Re: [RFC 2/3] sched/fair: use util_est in LB

From: Pavan Kondeti
Date: Mon Sep 04 2017 - 10:59:38 EST


On Mon, Sep 4, 2017 at 7:48 PM, Patrick Bellasi <patrick.bellasi@xxxxxxx> wrote:
> On 29-Aug 10:15, Pavan Kondeti wrote:
>> On Fri, Aug 25, 2017 at 3:50 PM, Patrick Bellasi
>> <patrick.bellasi@xxxxxxx> wrote:
>> > When the scheduler looks at the CPU utlization, the current PELT value
>> > for a CPU is returned straight away. In certain scenarios this can have
>> > undesired side effects on task placement.
>> >
>>
>> <snip>
>>
>> > +/**
>> > + * cpu_util_est: estimated utilization for the specified CPU
>> > + * @cpu: the CPU to get the estimated utilization for
>> > + *
>> > + * The estimated utilization of a CPU is defined to be the maximum between its
>> > + * PELT's utilization and the sum of the estimated utilization of the tasks
>> > + * currently RUNNABLE on that CPU.
>> > + *
>> > + * This allows to properly represent the expected utilization of a CPU which
>> > + * has just got a big task running since a long sleep period. At the same time
>> > + * however it preserves the benefits of the "blocked load" in describing the
>> > + * potential for other tasks waking up on the same CPU.
>> > + *
>> > + * Return: the estimated utlization for the specified CPU
>> > + */
>> > +static inline unsigned long cpu_util_est(int cpu)
>> > +{
>> > + struct sched_avg *sa = &cpu_rq(cpu)->cfs.avg;
>> > + unsigned long util = cpu_util(cpu);
>> > +
>> > + if (!sched_feat(UTIL_EST))
>> > + return util;
>> > +
>> > + return max(util, util_est(sa, UTIL_EST_LAST));
>> > +}
>> > +
>> > static inline int task_util(struct task_struct *p)
>> > {
>> > return p->se.avg.util_avg;
>> > @@ -6007,11 +6033,19 @@ static int cpu_util_wake(int cpu, struct task_struct *p)
>> >
>> > /* Task has no contribution or is new */
>> > if (cpu != task_cpu(p) || !p->se.avg.last_update_time)
>> > - return cpu_util(cpu);
>> > + return cpu_util_est(cpu);
>> >
>> > capacity = capacity_orig_of(cpu);
>> > util = max_t(long, cpu_rq(cpu)->cfs.avg.util_avg - task_util(p), 0);
>> >
>> > + /*
>> > + * Estimated utilization tracks only tasks already enqueued, but still
>> > + * sometimes can return a bigger value than PELT, for example when the
>> > + * blocked load is negligible wrt the estimated utilization of the
>> > + * already enqueued tasks.

ENTRIES PROVIDED

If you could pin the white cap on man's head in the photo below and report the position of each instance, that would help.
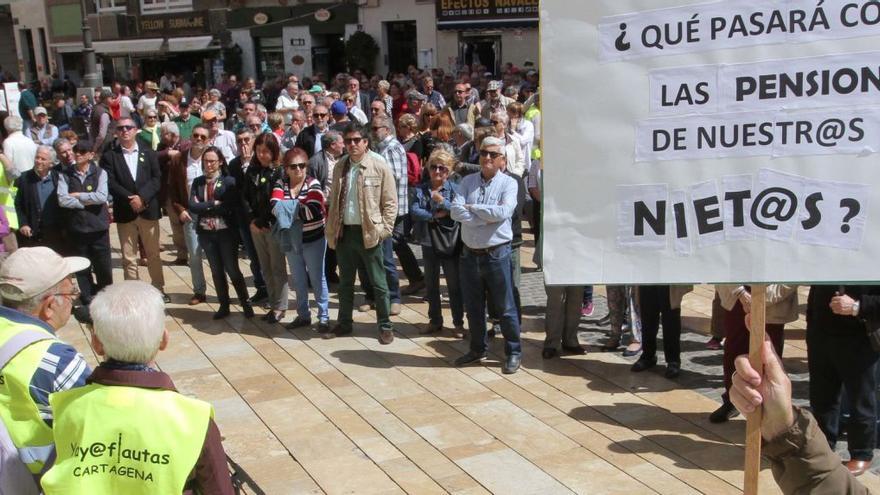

* * *

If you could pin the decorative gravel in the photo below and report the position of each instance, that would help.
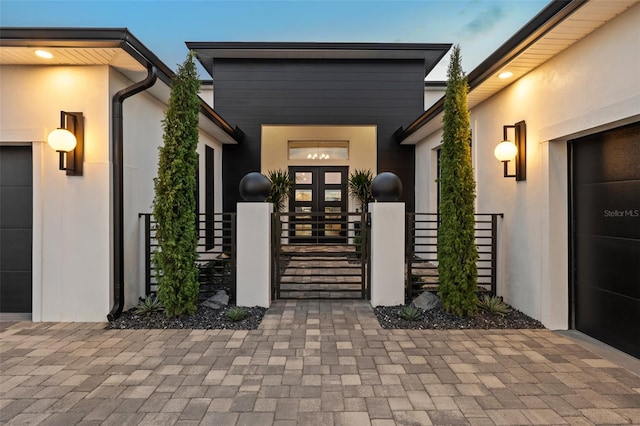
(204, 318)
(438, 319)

YOUR TASKS
1) In the scheduler patch review, how does the comment define the estimated utilization of a CPU?
2) Continue the scheduler patch review from the point where the text stops.

EXPECTED OUTPUTS
1) It is the maximum between the CPU's PELT utilization and the sum of the estimated utilization of the tasks currently RUNNABLE on that CPU.

2)
>> > + */
>> > + util = max_t(long, util, cpu_util_est(cpu));
>> > +
>>
>> We are supposed to discount the task's util from its CPU. But the
>> cpu_util_est() can potentially return cpu_util() which includes the
>> task's utilization.
>
> You right, this instead should cover all the cases:
>
> ---8<---
> static int cpu_util_wake(int cpu, struct task_struct *p)
> {
> - unsigned long util, capacity;
> + unsigned long util_est = cpu_util_est(cpu);
> + unsigned long capacity;
>
> /* Task has no contribution or is new */
> if (cpu != task_cpu(p) || !p->se.avg.last_update_time)
> - return cpu_util(cpu);
> + return util_est;
>
> capacity = capacity_orig_of(cpu);
> - util = max_t(long, cpu_rq(cpu)->cfs.avg.util_avg - task_util(p), 0);
> + if (cpu_util(cpu) > util_est)
> + util = max_t(long, cpu_util(cpu) - task_util(p), 0);
> + else
> + util = util_est;
>
> return (util >= capacity) ? capacity : util;
> }
> ---8<---
>
> Indeed:
>
> - if *p is the only task sleeping on that CPU, then:
> (cpu_util == task_util) > (cpu_util_est == 0)
> and thus we return:
> (cpu_util - task_util) == 0
>
> - if other tasks are SLEEPING on the same CPU, which however is IDLE, then:
> cpu_util > (cpu_util_est == 0)
> and thus we discount *p's blocked load by returning:
> (cpu_util - task_util) >= 0
>
> - if other tasks are RUNNABLE on that CPU and
> (cpu_util_est > cpu_util)
> then we wanna use cpu_util_est since it returns a more restrictive
> estimation of the spare capacity on that CPU, by just considering
> the expected utilization of tasks already runnable on that CPU.
>
> What do you think?
>

This looks good to me.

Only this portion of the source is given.